**Exercise objective**
Repeat word for word every line from the one holding "Point out every instance of the distant hill" to the end of the material below.

**Provided material**

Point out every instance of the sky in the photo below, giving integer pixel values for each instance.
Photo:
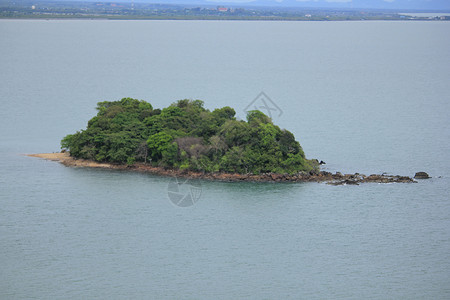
(378, 4)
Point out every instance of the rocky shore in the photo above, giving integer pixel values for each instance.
(319, 176)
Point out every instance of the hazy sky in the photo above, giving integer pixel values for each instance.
(386, 4)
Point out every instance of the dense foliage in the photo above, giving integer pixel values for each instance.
(185, 135)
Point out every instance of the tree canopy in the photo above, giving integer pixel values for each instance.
(185, 135)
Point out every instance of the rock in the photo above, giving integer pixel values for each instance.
(421, 175)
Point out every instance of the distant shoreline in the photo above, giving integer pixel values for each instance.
(320, 176)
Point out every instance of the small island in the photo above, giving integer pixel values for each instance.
(186, 136)
(185, 139)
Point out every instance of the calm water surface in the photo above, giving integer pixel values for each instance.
(367, 97)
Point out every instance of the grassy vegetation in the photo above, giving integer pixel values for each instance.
(185, 135)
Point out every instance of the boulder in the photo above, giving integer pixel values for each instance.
(421, 175)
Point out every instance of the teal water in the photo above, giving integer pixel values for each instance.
(367, 97)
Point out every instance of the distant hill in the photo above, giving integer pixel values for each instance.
(375, 4)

**Response area**
Point out every instance of the distant hill in the photo above, giving integer pixel values for each instance.
(375, 4)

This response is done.